● Exercise requirements:
1. According to the article on the Gigginstown fee dispute, how many horses did Gigginstown move from Mullins's supervision this week?
2. Return the passage of the fee dispute article word for word, from "Racing’s economics play" to "won £1.6 million.".

● Reading text:
———

The crux of the split is fees. Gigginstown reportedly pays an agreed rate for the horses they have in training and will not increase it. Mullins wanted to put up his fees for the first time in 10 years. The O’Learys did not want to compromise while the trainer said he could not maintain his standards without upping his charges. As a result, Gigginstown moved 60 horses from his supervision this week.

One observer says O’Leary and his brother have a businesslike approach to racing. “[The O’Learys] put a value on something and that is what they are prepared to pay. If you are going to put up your fees, then you run the risk of them moving their horses,” he says.

From Mullins's point of view, he has other, equally important owners, such as former Barclays executive Rich Ricci and Graham Wylie, the co-founder of software giant Sage, to think about. People familiar with racing say treating one client more favourably risks damaging relationships with the others.

The issue of fees has come up indirectly between the pair before. Gigginstown did not have any horses in training with Mullins until the 2010/11 national hunt season. At that stage, the O’Learys had more than 100 horses running in their colours and had won their first Chelteham Gold Cup – with War of Attrition in 2006 – while Mullins had established himself at the top of the training ranks.

It was suggested that up to then the O’Learys were unwilling to pay his fees, even though he was getting results, while he was unwilling to agree to their terms. Either way, the pair came to what turned out to be a successful agreement that lasted until this week.

The other element of any deal with Gigginstown is results. In May, they removed horses from the yards of Sandra Hughes on the Curragh and Tony Martin in Co Meath. Eddie O'Leary afterwards told the Racing Post that theirs is a "results-based business". Hughes won last year's Irish Grand National for the O'Learys with Thunder and Roses.

Martin trained two Cheltenham festival winners for them, Rivage D’Or in 2015 and Savello in 2014, and had plenty of success for Gigginstown on the domestic front. These results indicate the O’Learys set the bar high for their handlers.

Racing’s economics play a part in all this. Gigginstown is not associated with landing gambles, so the only real return they can expect is prize money. In the 2015/16 Irish national hunt season, which ended in April, the O’Learys’ operation topped the owners’ table with €3 million in prize money. In Britain, they won £1.6 million.

———

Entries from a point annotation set
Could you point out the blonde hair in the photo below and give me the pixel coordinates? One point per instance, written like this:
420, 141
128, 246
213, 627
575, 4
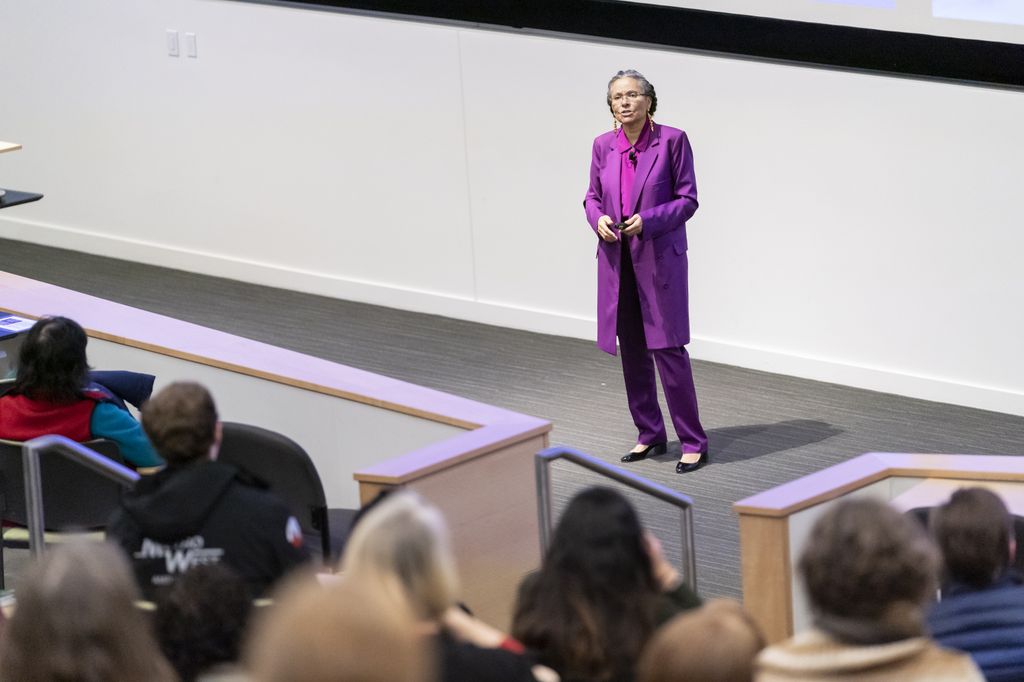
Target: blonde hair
348, 631
715, 643
76, 620
403, 545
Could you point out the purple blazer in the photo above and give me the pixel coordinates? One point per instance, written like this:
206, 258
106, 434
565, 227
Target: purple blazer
665, 194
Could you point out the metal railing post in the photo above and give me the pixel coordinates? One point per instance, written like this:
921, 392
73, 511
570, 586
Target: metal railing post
31, 463
667, 495
34, 501
543, 502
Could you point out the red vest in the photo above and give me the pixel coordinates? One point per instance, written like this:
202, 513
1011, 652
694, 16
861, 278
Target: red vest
25, 419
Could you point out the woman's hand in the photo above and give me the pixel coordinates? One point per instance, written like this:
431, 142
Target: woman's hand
604, 228
633, 225
665, 573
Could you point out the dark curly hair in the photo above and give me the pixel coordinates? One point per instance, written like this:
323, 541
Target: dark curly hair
644, 84
201, 619
863, 558
591, 606
51, 364
973, 530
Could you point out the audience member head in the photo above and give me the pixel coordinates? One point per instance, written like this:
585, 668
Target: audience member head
346, 632
591, 606
181, 423
715, 643
76, 620
51, 364
868, 570
201, 619
974, 531
403, 543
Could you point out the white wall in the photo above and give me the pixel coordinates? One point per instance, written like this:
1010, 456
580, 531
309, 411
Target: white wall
854, 228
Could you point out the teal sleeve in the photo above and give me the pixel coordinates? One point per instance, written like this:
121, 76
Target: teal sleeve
113, 423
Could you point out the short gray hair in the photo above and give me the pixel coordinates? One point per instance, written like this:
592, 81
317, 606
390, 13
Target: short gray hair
645, 85
403, 544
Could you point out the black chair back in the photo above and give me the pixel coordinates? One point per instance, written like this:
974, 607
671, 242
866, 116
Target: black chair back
287, 470
74, 498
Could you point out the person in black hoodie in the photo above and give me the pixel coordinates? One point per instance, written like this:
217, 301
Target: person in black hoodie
197, 510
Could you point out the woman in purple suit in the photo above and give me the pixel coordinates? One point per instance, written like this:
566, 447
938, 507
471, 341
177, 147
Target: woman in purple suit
642, 192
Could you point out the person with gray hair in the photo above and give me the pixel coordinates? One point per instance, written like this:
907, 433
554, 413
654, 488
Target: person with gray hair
642, 192
402, 547
868, 571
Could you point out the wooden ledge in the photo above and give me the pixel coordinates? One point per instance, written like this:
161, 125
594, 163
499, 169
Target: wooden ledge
866, 469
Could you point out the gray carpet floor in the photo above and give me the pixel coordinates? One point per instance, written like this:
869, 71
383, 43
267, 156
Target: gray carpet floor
764, 428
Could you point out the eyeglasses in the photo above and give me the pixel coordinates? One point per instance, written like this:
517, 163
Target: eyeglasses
632, 95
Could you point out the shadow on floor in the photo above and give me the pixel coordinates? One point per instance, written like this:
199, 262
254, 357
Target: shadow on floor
736, 443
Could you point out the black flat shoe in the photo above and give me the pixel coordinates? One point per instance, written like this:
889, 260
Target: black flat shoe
653, 449
686, 467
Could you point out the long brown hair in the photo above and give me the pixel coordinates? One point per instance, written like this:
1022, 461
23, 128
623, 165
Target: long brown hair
76, 620
590, 608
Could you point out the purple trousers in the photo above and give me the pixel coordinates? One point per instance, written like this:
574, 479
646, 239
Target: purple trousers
638, 371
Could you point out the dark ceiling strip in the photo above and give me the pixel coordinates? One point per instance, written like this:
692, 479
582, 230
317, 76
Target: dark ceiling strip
837, 46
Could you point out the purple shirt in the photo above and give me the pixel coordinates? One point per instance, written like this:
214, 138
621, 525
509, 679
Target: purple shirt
629, 168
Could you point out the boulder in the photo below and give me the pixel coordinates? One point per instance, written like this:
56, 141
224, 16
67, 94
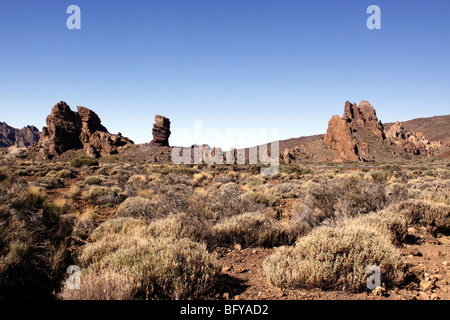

———

● Results for the exercise:
1. 60 horses.

2.
Racing’s economics play a part in all this. Gigginstown is not associated with landing gambles, so the only real return they can expect is prize money. In the 2015/16 Irish national hunt season, which ended in April, the O’Learys’ operation topped the owners’ table with €3 million in prize money. In Britain, they won £1.6 million.